_QUOTED TEXT_.
(begin)
How immersive theatre can politicise audiences and open them up to complex decision making.
“I know I said you shouldn’t even give this to me because I won’t sign it, but I’ve changed my mind.”
The document in front of me was a neatly-typed death warrant for SS war criminals, and the person handing it to me was the Prime Minister. The date was 4th October 1940, and in light of Hitler’s decision to use gas in his assault on Gravesend, the Prime Minister had, as she said, changed her mind.
Of course, none of this really happened. Or did it?
The Wehrmacht never invaded Britain, much less used gas at Gravesend. The Prime Minister was an audience member, elected by her peers at the beginning of that night’s production of Parabolic Theatre’s For King & Country. In which I played a civil servant helping a makeshift wartime government.
But when she handed me that death warrant, the moral choice she made was real. Her journey from passionate opponent of the death penalty to disgusted avenger of her citizens was a genuine shift that had ramifications for the story my fellow actors and I told that night, and on the experience of fellow audience members.
For King & Country’s director, Owen Kingston, points out that 20th century theatre practitioners like Brecht and Boal found limited success with their attempts to engage audiences in real political thinking during plays, even during a period defined by extremes of political action. Even Boal’s forum theatre, encouraging critical intervention from the audience, never allowed them to fully enter the world of the show alongside the actors. The artificial barrier of the fourth wall between the two parties restricts the audience’s capacity for empathy. Only by removing it can you engage real change and create a fully immersive show where the audience’s meaningful choices range from a simple decision of who to work with up to explicitly political decisions about taxes, law and order, and war.
Only by giving an audience real choice do you give them real political power.
Exit Productions’ Eco Chambers takes the timely setting of an Extinction Rebellion-esque protest group and casts the audience as members. Then the members of the group are required to try to convince people who don’t already agree with them. A show where an audience may expect to be violently agreed with all night becomes an examination of the techniques we use to convince people who don’t, while questioning whether modern discourse prepares even the ‘politically active’ to do just that.
I’ve made my own first foray into making immersive theatre this year with a show called Crisis? What Crisis? a political simulation set during the Winter of Discontent. The audience are challenged to negotiate fair deals with trade unions that avoid strike action without driving up inflation (which, if it gets too high, will raise prices at the in-show bar). Different teams are assembled, each addressing different parts of the problem but all working together and impacting on the ongoing drama. Choices about a certain economic policy will drive down inflation and please the steelworkers, but a Labour MP upon whose vote the government is reliant will angrily abstain if the policy goes through. And that’s before the press gets involved.
(end)
_RECORDS SUPPLIED_.
(begin)
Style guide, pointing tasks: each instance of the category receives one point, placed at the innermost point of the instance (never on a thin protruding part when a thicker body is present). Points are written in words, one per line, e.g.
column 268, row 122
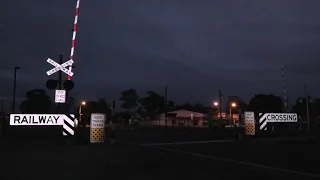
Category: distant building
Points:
column 180, row 118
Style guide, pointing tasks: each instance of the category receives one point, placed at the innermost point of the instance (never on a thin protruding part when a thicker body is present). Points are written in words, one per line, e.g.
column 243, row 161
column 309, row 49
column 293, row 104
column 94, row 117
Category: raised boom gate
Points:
column 67, row 121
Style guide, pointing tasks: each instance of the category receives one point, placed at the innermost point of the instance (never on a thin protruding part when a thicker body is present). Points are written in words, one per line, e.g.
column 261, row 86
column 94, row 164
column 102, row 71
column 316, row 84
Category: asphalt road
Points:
column 47, row 160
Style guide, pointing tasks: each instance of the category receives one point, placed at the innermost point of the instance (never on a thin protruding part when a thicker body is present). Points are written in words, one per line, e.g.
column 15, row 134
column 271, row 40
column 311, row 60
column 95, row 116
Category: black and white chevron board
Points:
column 265, row 118
column 68, row 125
column 67, row 121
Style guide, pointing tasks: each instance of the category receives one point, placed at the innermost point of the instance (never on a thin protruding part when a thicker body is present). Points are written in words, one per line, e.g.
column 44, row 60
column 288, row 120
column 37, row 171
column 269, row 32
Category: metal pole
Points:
column 80, row 114
column 220, row 104
column 14, row 89
column 230, row 116
column 166, row 104
column 307, row 106
column 60, row 81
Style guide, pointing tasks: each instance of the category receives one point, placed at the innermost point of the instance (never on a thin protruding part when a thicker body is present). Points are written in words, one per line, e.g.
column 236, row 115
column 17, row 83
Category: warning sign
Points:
column 97, row 133
column 249, row 123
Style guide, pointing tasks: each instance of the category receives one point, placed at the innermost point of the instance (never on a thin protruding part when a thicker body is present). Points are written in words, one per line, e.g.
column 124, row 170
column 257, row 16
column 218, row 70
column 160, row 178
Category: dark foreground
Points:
column 42, row 159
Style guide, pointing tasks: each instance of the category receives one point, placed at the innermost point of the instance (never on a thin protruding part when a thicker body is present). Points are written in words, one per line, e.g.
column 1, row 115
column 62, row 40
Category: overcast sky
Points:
column 194, row 46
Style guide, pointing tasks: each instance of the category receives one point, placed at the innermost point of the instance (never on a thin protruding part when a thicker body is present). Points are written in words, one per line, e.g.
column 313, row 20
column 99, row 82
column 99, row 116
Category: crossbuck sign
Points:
column 60, row 67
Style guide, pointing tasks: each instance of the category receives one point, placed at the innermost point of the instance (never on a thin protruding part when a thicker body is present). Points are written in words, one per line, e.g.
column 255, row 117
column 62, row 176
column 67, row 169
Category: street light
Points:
column 215, row 104
column 83, row 103
column 14, row 88
column 232, row 105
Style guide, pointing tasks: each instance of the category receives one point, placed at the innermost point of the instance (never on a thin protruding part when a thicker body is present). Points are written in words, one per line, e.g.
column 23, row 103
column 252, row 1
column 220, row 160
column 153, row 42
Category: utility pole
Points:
column 220, row 103
column 166, row 104
column 14, row 89
column 307, row 105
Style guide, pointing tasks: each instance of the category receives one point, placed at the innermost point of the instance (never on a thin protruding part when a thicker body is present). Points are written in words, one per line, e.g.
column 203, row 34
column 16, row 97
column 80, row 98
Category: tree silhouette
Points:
column 37, row 102
column 263, row 103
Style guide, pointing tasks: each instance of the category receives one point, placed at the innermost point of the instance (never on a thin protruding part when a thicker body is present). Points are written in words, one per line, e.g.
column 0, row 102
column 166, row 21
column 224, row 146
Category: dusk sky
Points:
column 194, row 46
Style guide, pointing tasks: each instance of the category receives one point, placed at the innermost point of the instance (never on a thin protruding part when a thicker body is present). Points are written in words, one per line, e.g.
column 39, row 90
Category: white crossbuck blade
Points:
column 59, row 67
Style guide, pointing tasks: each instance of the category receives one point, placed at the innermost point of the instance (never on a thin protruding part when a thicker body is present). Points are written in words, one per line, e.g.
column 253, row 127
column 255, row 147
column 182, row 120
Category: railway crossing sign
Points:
column 67, row 121
column 60, row 96
column 264, row 118
column 60, row 67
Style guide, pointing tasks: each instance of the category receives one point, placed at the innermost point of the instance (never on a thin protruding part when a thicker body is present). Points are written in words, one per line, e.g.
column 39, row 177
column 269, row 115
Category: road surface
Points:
column 48, row 160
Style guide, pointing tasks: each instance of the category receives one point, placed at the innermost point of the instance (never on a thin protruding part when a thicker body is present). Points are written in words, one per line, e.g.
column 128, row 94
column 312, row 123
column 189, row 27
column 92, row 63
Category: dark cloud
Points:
column 196, row 47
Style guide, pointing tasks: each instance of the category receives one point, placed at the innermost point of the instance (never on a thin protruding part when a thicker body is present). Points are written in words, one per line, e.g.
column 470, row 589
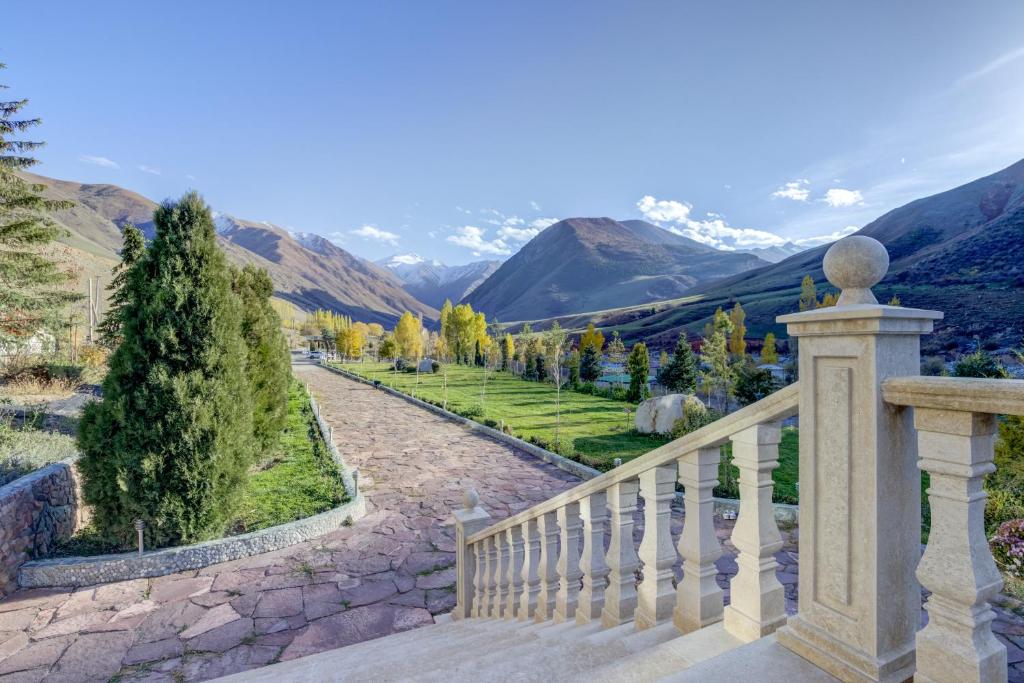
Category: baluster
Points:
column 501, row 575
column 955, row 449
column 488, row 577
column 514, row 542
column 548, row 529
column 621, row 596
column 530, row 577
column 757, row 604
column 594, row 512
column 568, row 562
column 698, row 599
column 655, row 595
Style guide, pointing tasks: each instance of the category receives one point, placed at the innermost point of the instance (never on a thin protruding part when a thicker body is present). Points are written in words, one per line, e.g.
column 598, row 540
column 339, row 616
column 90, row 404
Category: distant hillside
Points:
column 433, row 282
column 582, row 264
column 307, row 270
column 961, row 252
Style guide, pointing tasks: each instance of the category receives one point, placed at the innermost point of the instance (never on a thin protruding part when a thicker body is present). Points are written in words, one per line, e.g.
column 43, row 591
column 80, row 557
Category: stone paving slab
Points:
column 390, row 571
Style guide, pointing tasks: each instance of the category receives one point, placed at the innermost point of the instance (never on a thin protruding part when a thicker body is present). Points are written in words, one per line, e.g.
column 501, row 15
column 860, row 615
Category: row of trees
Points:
column 197, row 388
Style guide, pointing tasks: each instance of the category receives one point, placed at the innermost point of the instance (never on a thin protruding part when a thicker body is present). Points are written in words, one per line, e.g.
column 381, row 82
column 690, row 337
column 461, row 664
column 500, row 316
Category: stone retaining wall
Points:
column 104, row 568
column 786, row 514
column 36, row 511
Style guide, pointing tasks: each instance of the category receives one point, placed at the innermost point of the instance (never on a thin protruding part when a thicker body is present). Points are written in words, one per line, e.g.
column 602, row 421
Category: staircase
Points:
column 562, row 592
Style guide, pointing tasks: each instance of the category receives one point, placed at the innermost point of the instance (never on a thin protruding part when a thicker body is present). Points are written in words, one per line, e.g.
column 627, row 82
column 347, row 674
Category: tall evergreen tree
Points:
column 680, row 375
column 639, row 367
column 268, row 364
column 30, row 281
column 172, row 439
column 590, row 365
column 132, row 249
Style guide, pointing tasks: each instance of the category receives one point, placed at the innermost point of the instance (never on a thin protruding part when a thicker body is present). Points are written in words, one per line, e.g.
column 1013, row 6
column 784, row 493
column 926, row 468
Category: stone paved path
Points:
column 390, row 571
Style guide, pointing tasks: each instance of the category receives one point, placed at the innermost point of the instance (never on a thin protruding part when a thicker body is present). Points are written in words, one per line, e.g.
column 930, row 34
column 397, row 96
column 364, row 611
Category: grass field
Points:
column 593, row 430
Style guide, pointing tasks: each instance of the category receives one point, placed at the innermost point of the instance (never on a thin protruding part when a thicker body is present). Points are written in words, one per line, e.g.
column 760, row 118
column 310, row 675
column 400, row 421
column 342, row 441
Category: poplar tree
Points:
column 171, row 441
column 30, row 281
column 132, row 249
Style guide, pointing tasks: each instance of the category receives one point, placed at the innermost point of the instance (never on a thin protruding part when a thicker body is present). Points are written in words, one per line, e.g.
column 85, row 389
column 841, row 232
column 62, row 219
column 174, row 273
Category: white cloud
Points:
column 371, row 232
column 798, row 190
column 472, row 238
column 987, row 69
column 98, row 161
column 837, row 197
column 714, row 230
column 664, row 210
column 825, row 239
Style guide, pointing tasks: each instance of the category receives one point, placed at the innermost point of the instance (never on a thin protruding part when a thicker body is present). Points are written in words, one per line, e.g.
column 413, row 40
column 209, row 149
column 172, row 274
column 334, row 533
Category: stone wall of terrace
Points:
column 37, row 511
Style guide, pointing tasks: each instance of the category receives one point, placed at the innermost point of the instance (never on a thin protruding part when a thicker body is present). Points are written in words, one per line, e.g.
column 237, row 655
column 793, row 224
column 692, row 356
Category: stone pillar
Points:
column 859, row 486
column 514, row 539
column 547, row 527
column 568, row 562
column 656, row 596
column 698, row 598
column 530, row 573
column 470, row 519
column 621, row 596
column 957, row 644
column 594, row 511
column 757, row 604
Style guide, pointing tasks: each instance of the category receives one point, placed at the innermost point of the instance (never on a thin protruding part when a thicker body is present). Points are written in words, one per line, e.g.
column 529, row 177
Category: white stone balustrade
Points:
column 594, row 513
column 656, row 595
column 698, row 598
column 547, row 526
column 621, row 595
column 757, row 604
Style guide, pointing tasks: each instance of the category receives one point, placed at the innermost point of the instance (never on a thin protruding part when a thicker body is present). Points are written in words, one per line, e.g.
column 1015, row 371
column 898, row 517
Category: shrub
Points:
column 695, row 416
column 1008, row 547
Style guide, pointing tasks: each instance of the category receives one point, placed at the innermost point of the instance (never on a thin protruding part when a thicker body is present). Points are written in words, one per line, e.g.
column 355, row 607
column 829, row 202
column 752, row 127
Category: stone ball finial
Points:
column 855, row 264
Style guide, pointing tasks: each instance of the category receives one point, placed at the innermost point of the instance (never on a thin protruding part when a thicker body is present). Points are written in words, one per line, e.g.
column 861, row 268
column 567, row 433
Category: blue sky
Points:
column 458, row 130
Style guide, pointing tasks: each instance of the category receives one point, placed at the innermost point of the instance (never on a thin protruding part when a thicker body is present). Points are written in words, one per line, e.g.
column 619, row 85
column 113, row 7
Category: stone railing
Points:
column 859, row 606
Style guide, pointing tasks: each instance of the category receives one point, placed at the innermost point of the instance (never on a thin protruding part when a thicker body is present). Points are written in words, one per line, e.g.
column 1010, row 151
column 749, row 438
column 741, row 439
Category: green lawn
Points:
column 301, row 479
column 594, row 430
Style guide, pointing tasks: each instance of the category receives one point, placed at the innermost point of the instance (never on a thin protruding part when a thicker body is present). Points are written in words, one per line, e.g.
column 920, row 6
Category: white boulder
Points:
column 659, row 414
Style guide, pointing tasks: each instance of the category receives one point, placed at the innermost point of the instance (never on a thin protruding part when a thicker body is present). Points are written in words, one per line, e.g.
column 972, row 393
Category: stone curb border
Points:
column 783, row 513
column 79, row 571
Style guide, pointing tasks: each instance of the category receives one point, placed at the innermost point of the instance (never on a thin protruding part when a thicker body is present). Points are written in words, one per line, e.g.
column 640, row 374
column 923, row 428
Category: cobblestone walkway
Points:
column 390, row 571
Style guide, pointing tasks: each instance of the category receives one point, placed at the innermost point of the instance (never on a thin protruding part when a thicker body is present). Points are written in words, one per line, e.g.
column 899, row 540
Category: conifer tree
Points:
column 680, row 375
column 172, row 439
column 30, row 281
column 769, row 354
column 268, row 364
column 132, row 249
column 639, row 367
column 590, row 365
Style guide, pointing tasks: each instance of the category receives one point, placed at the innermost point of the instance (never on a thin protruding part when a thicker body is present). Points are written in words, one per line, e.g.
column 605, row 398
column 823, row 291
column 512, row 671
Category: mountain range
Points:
column 432, row 282
column 581, row 264
column 307, row 269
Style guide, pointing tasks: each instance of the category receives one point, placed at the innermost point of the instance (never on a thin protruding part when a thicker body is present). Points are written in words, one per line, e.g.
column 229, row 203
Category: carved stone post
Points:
column 655, row 595
column 621, row 596
column 530, row 573
column 547, row 527
column 513, row 539
column 698, row 598
column 594, row 511
column 501, row 575
column 757, row 604
column 860, row 491
column 470, row 519
column 957, row 643
column 568, row 562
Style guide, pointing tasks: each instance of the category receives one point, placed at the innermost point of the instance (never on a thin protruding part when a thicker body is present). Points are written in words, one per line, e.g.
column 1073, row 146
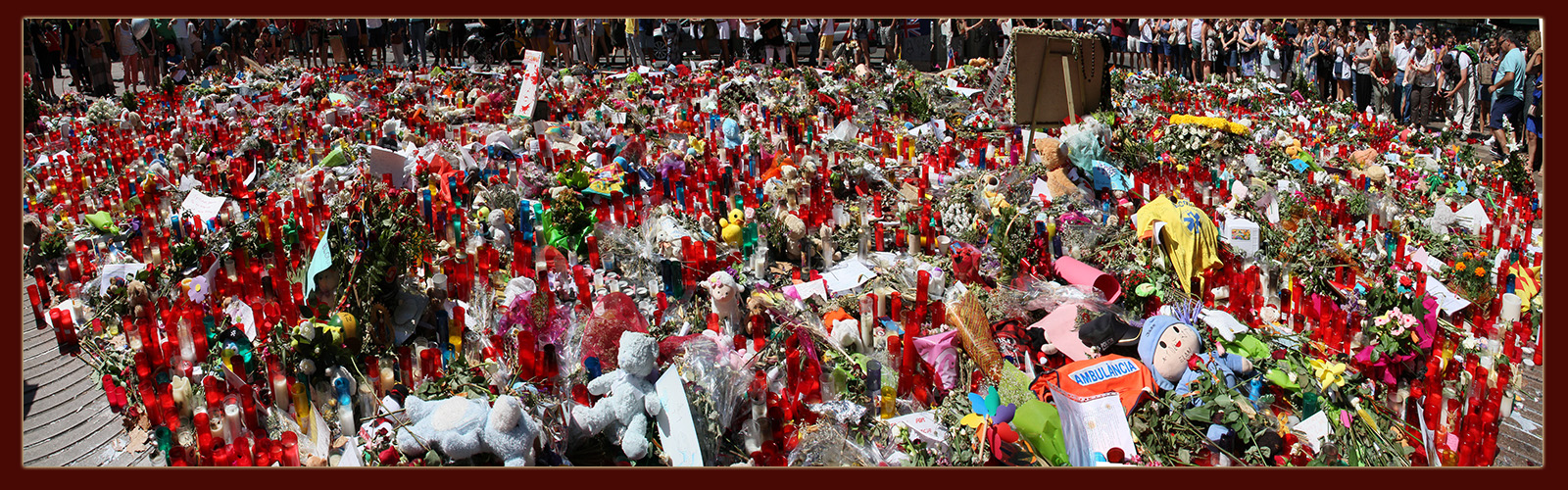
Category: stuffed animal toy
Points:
column 733, row 226
column 723, row 296
column 510, row 432
column 451, row 426
column 794, row 234
column 631, row 396
column 966, row 266
column 1172, row 351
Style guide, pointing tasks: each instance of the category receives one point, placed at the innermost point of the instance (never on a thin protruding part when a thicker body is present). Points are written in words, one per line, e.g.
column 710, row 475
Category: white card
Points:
column 676, row 430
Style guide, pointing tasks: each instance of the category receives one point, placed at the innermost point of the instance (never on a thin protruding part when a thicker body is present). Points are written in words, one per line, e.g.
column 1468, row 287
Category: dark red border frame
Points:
column 750, row 477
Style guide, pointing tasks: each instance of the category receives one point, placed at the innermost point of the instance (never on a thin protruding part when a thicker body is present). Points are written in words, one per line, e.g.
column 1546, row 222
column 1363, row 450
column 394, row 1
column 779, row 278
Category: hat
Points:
column 1152, row 336
column 1107, row 331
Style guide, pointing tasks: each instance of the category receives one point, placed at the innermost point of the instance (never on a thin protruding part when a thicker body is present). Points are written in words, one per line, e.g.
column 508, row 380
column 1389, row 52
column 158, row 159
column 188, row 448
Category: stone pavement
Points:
column 65, row 416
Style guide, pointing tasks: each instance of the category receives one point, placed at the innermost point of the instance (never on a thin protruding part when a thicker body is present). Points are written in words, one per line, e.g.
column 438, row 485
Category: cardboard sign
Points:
column 676, row 430
column 529, row 91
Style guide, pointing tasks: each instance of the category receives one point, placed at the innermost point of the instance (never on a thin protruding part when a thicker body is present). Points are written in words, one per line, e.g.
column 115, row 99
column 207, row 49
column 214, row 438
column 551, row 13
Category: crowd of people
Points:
column 1413, row 74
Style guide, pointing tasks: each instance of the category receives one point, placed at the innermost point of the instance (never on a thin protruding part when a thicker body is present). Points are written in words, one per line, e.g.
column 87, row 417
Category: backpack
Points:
column 52, row 39
column 1450, row 70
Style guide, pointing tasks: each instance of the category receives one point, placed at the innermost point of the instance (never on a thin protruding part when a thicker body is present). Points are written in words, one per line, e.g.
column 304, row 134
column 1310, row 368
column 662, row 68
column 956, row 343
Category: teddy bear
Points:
column 1172, row 351
column 733, row 226
column 631, row 396
column 452, row 427
column 510, row 432
column 140, row 299
column 723, row 296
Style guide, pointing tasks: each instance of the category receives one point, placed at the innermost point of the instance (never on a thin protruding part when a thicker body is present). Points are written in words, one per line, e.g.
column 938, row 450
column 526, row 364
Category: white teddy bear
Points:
column 631, row 395
column 510, row 432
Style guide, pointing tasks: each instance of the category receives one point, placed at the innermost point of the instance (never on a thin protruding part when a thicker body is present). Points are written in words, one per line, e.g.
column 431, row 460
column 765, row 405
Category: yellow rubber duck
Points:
column 731, row 226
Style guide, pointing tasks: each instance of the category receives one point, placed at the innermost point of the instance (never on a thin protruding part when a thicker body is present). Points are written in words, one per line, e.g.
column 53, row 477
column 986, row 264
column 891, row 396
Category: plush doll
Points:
column 1172, row 351
column 451, row 426
column 723, row 296
column 733, row 226
column 794, row 234
column 631, row 395
column 510, row 432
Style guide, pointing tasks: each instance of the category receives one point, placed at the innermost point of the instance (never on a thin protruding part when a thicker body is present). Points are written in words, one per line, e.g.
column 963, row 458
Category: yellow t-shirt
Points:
column 1191, row 239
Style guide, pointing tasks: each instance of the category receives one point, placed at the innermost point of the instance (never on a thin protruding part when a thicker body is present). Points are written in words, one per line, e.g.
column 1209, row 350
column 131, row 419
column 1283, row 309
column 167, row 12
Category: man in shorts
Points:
column 1507, row 91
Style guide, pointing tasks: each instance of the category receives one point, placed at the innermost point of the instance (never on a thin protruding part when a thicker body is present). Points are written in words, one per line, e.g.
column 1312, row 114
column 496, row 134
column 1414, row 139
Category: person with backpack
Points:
column 1457, row 67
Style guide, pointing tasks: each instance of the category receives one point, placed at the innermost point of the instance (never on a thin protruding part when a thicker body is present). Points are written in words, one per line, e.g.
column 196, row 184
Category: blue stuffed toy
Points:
column 1167, row 344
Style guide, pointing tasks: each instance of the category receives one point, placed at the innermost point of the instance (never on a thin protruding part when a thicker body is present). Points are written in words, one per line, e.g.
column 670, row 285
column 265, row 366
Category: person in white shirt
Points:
column 1402, row 80
column 1364, row 52
column 1463, row 96
column 1196, row 44
column 1423, row 70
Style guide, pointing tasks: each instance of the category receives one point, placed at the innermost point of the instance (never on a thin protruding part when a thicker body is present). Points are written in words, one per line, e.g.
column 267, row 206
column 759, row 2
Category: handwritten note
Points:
column 676, row 430
column 924, row 426
column 529, row 91
column 1447, row 300
column 1092, row 426
column 203, row 206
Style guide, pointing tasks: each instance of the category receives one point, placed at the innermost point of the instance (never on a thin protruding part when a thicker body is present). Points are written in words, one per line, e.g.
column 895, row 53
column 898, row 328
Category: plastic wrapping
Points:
column 828, row 445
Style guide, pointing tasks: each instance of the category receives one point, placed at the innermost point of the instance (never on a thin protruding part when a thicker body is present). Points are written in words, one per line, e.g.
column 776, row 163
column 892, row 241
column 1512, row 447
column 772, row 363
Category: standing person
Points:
column 129, row 54
column 1118, row 41
column 1199, row 41
column 1364, row 52
column 1400, row 52
column 1181, row 52
column 747, row 35
column 562, row 36
column 1457, row 78
column 862, row 35
column 376, row 36
column 1249, row 47
column 773, row 41
column 1424, row 67
column 417, row 31
column 1230, row 36
column 1536, row 73
column 1345, row 65
column 1507, row 90
column 953, row 30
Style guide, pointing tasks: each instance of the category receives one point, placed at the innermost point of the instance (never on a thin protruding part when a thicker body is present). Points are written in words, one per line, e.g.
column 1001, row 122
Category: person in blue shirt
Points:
column 1507, row 90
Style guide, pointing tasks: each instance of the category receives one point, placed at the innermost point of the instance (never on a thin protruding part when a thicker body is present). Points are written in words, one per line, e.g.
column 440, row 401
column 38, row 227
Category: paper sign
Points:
column 203, row 206
column 1040, row 189
column 1243, row 234
column 1092, row 426
column 1314, row 429
column 676, row 430
column 320, row 261
column 1447, row 300
column 529, row 91
column 847, row 276
column 922, row 424
column 808, row 289
column 1426, row 260
column 1473, row 216
column 388, row 162
column 117, row 270
column 187, row 182
column 242, row 315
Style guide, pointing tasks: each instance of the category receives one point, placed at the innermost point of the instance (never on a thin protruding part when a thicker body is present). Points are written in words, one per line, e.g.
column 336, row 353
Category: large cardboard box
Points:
column 1055, row 74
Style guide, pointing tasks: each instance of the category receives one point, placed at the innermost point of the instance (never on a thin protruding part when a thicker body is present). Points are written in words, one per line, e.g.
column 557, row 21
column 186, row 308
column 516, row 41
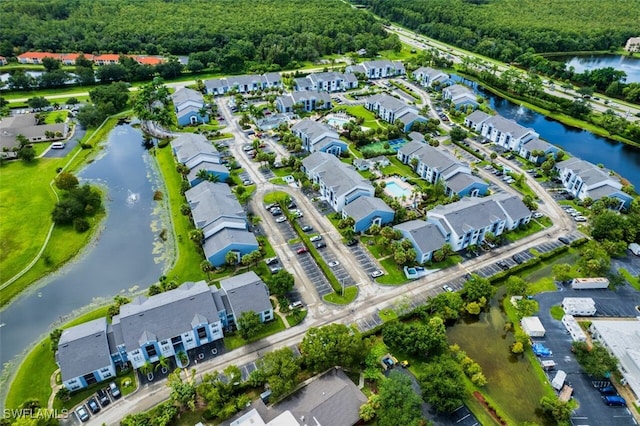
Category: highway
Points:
column 372, row 297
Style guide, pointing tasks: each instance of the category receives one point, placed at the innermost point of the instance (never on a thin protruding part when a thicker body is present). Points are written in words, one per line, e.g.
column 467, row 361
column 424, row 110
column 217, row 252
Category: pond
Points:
column 582, row 63
column 511, row 380
column 616, row 156
column 127, row 253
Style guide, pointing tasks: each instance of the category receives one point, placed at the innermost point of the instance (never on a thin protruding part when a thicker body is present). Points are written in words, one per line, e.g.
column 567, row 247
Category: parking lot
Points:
column 591, row 410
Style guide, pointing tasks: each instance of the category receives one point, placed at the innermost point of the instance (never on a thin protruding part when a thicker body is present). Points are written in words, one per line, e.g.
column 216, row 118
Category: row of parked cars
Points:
column 97, row 402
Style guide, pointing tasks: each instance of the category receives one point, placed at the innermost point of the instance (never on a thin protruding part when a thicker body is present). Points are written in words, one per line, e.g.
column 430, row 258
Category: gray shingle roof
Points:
column 165, row 315
column 226, row 237
column 364, row 206
column 335, row 174
column 469, row 213
column 332, row 399
column 246, row 292
column 426, row 236
column 83, row 349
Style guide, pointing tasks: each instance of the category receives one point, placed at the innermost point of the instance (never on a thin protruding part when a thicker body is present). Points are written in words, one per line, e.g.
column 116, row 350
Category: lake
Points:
column 616, row 156
column 591, row 62
column 127, row 253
(end)
_WHAT TO WORK ON_.
A: List the titles of the theatre shows that the text on immersive theatre names.
B: Find every line of the listing that contains the string "pole", and copy each one. Case counts.

_COMPLETED EXERCISE_.
A:
For King & Country
Eco Chambers
Crisis? What Crisis?

B:
Category: metal pole
Category: utility pole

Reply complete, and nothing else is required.